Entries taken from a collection
※

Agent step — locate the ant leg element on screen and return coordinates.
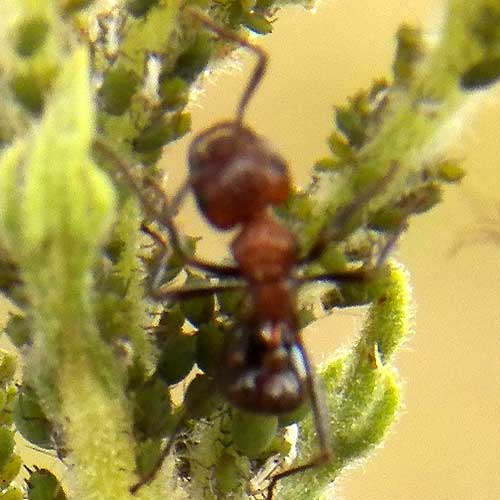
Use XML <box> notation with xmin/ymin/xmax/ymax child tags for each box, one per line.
<box><xmin>129</xmin><ymin>380</ymin><xmax>222</xmax><ymax>495</ymax></box>
<box><xmin>266</xmin><ymin>339</ymin><xmax>332</xmax><ymax>500</ymax></box>
<box><xmin>149</xmin><ymin>283</ymin><xmax>246</xmax><ymax>302</ymax></box>
<box><xmin>299</xmin><ymin>163</ymin><xmax>398</xmax><ymax>264</ymax></box>
<box><xmin>94</xmin><ymin>139</ymin><xmax>240</xmax><ymax>277</ymax></box>
<box><xmin>129</xmin><ymin>411</ymin><xmax>189</xmax><ymax>495</ymax></box>
<box><xmin>187</xmin><ymin>8</ymin><xmax>268</xmax><ymax>125</ymax></box>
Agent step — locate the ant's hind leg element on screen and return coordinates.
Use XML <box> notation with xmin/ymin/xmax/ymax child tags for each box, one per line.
<box><xmin>266</xmin><ymin>341</ymin><xmax>332</xmax><ymax>500</ymax></box>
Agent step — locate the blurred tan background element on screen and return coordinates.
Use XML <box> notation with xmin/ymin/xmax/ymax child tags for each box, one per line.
<box><xmin>165</xmin><ymin>0</ymin><xmax>500</xmax><ymax>500</ymax></box>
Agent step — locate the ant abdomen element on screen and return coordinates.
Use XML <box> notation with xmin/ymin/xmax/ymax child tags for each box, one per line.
<box><xmin>188</xmin><ymin>121</ymin><xmax>290</xmax><ymax>229</ymax></box>
<box><xmin>218</xmin><ymin>322</ymin><xmax>309</xmax><ymax>415</ymax></box>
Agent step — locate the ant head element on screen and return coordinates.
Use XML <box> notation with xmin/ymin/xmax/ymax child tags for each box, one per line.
<box><xmin>189</xmin><ymin>121</ymin><xmax>290</xmax><ymax>229</ymax></box>
<box><xmin>219</xmin><ymin>322</ymin><xmax>308</xmax><ymax>415</ymax></box>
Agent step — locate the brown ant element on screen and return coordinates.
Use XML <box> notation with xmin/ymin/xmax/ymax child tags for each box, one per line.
<box><xmin>97</xmin><ymin>5</ymin><xmax>394</xmax><ymax>500</ymax></box>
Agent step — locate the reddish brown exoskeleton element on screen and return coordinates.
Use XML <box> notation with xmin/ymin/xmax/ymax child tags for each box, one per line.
<box><xmin>96</xmin><ymin>6</ymin><xmax>392</xmax><ymax>499</ymax></box>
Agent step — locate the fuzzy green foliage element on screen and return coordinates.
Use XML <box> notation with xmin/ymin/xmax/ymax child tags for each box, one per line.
<box><xmin>0</xmin><ymin>0</ymin><xmax>500</xmax><ymax>500</ymax></box>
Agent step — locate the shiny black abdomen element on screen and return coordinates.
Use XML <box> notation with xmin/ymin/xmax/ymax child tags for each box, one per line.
<box><xmin>218</xmin><ymin>322</ymin><xmax>308</xmax><ymax>415</ymax></box>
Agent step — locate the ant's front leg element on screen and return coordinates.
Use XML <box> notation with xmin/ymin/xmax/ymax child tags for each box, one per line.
<box><xmin>94</xmin><ymin>139</ymin><xmax>240</xmax><ymax>278</ymax></box>
<box><xmin>148</xmin><ymin>283</ymin><xmax>246</xmax><ymax>302</ymax></box>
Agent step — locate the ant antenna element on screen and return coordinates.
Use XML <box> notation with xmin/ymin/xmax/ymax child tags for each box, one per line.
<box><xmin>186</xmin><ymin>8</ymin><xmax>269</xmax><ymax>125</ymax></box>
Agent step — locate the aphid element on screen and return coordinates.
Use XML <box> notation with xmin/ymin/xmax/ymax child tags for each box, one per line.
<box><xmin>96</xmin><ymin>6</ymin><xmax>394</xmax><ymax>500</ymax></box>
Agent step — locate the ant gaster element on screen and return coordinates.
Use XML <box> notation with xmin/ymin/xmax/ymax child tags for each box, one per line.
<box><xmin>98</xmin><ymin>9</ymin><xmax>392</xmax><ymax>500</ymax></box>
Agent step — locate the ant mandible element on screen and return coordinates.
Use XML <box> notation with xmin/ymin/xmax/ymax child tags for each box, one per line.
<box><xmin>98</xmin><ymin>5</ymin><xmax>394</xmax><ymax>500</ymax></box>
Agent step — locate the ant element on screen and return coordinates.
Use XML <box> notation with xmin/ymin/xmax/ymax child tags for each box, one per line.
<box><xmin>97</xmin><ymin>5</ymin><xmax>395</xmax><ymax>500</ymax></box>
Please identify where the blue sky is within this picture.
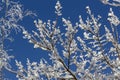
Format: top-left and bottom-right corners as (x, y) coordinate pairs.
(3, 0), (116, 80)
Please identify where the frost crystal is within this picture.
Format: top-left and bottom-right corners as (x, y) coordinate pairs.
(55, 1), (62, 16)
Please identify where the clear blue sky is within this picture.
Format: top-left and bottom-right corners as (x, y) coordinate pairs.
(5, 0), (115, 80)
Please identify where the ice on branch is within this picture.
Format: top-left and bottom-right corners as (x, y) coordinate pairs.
(105, 27), (114, 41)
(108, 8), (120, 26)
(55, 1), (62, 16)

※

PROBLEM DETAILS = Rewrite all of the records above with "within this picture" replaced by "in this image" and everything else unchanged, leaving out the pictures.

FINISHED ANSWER =
Agent step — locate the ant leg element on screen and return coordinates.
Use XML <box> notation with xmin/ymin/xmax/ymax child tags for each box, one per line.
<box><xmin>129</xmin><ymin>380</ymin><xmax>222</xmax><ymax>495</ymax></box>
<box><xmin>266</xmin><ymin>339</ymin><xmax>332</xmax><ymax>500</ymax></box>
<box><xmin>149</xmin><ymin>283</ymin><xmax>246</xmax><ymax>302</ymax></box>
<box><xmin>299</xmin><ymin>163</ymin><xmax>398</xmax><ymax>264</ymax></box>
<box><xmin>94</xmin><ymin>139</ymin><xmax>240</xmax><ymax>277</ymax></box>
<box><xmin>129</xmin><ymin>411</ymin><xmax>189</xmax><ymax>495</ymax></box>
<box><xmin>187</xmin><ymin>8</ymin><xmax>268</xmax><ymax>125</ymax></box>
Agent step — locate the ant's hind leg element on screen and return coordinates.
Use XML <box> notation with xmin/ymin/xmax/ymax child tags for each box, one per line.
<box><xmin>266</xmin><ymin>341</ymin><xmax>332</xmax><ymax>500</ymax></box>
Agent step — locate the blurred tan background element on screen and return coordinates.
Use XML <box> notation with xmin/ymin/xmax/ymax child tags for each box, one per line.
<box><xmin>165</xmin><ymin>0</ymin><xmax>500</xmax><ymax>500</ymax></box>
Agent step — locate the ant abdomen element on screen and return coordinates.
Use XML <box> notation with xmin/ymin/xmax/ymax child tags for each box, one per line.
<box><xmin>188</xmin><ymin>121</ymin><xmax>290</xmax><ymax>229</ymax></box>
<box><xmin>218</xmin><ymin>322</ymin><xmax>309</xmax><ymax>415</ymax></box>
Agent step — locate the ant head element on screen and return coordinates.
Use XML <box> notation with xmin/ymin/xmax/ymax child tags for each box, one per line.
<box><xmin>189</xmin><ymin>121</ymin><xmax>290</xmax><ymax>229</ymax></box>
<box><xmin>219</xmin><ymin>322</ymin><xmax>308</xmax><ymax>415</ymax></box>
Agent step — locate the brown ant element on screen and return coordinates.
Use XML <box> notation with xmin/ymin/xmax/ymax child tags for each box, one per line.
<box><xmin>97</xmin><ymin>5</ymin><xmax>394</xmax><ymax>500</ymax></box>
Agent step — locate the reddish brown exoskeleton element on screen and return coordinates.
Use XML <box> notation with xmin/ymin/xmax/ymax child tags for each box, one per line.
<box><xmin>96</xmin><ymin>6</ymin><xmax>392</xmax><ymax>499</ymax></box>
Agent step — locate the fuzzy green foliage element on screen and return coordinates.
Use XML <box> notation with xmin/ymin/xmax/ymax child tags for each box, one per line.
<box><xmin>0</xmin><ymin>0</ymin><xmax>500</xmax><ymax>500</ymax></box>
Agent step — locate the shiny black abdomen element on screen and return coordinates.
Use XML <box> notation with xmin/ymin/xmax/ymax child tags for each box, one per line.
<box><xmin>218</xmin><ymin>322</ymin><xmax>308</xmax><ymax>415</ymax></box>
Agent step — locate the ant's front leg element on screen and return coordinates.
Use XML <box> notation with xmin/ymin/xmax/ymax child tags for each box, one per line.
<box><xmin>94</xmin><ymin>139</ymin><xmax>240</xmax><ymax>278</ymax></box>
<box><xmin>148</xmin><ymin>283</ymin><xmax>246</xmax><ymax>302</ymax></box>
Agent step — locate the ant antenna element on screen and return coordinates.
Use XML <box> notation with xmin/ymin/xmax/ymax child tags for each box, one per line.
<box><xmin>186</xmin><ymin>8</ymin><xmax>269</xmax><ymax>125</ymax></box>
Agent step — locate the aphid element on screen and return coordinates.
Use XML <box> notation with xmin/ymin/xmax/ymax child tags for each box, one per line.
<box><xmin>96</xmin><ymin>6</ymin><xmax>394</xmax><ymax>500</ymax></box>
Agent step — locate the ant gaster element on screen and return coordinates.
Use XML <box> notation with xmin/ymin/xmax/ymax child tags for each box, one per line.
<box><xmin>98</xmin><ymin>9</ymin><xmax>392</xmax><ymax>500</ymax></box>
Agent step — locate the ant mandible element on screen and return coordinates.
Use XML <box> notation with xmin/ymin/xmax/ymax child tags for each box, one per line.
<box><xmin>98</xmin><ymin>5</ymin><xmax>394</xmax><ymax>500</ymax></box>
Agent step — locate the ant element on screen and return coordinates.
Use XML <box> notation with xmin/ymin/xmax/ymax child tags for each box, one per line.
<box><xmin>97</xmin><ymin>5</ymin><xmax>395</xmax><ymax>500</ymax></box>
Please identify where the blue sky is in this image.
Format: top-left and bottom-right corners as (x, y) coordinate pairs.
(3, 0), (116, 80)
Please identify where the frost crystal is in this image.
Format: top-left and bottom-right corners as (x, y) coordinate pairs.
(55, 1), (62, 16)
Please identify where the clear blue sky is in this image.
Format: top-left and bottom-right corners as (x, y) coordinate pairs.
(5, 0), (115, 80)
Please identify where the ice on branch is in this image.
Format: top-left and bottom-right corners as (x, y) coordinate pairs.
(105, 27), (114, 41)
(108, 8), (120, 26)
(55, 1), (62, 16)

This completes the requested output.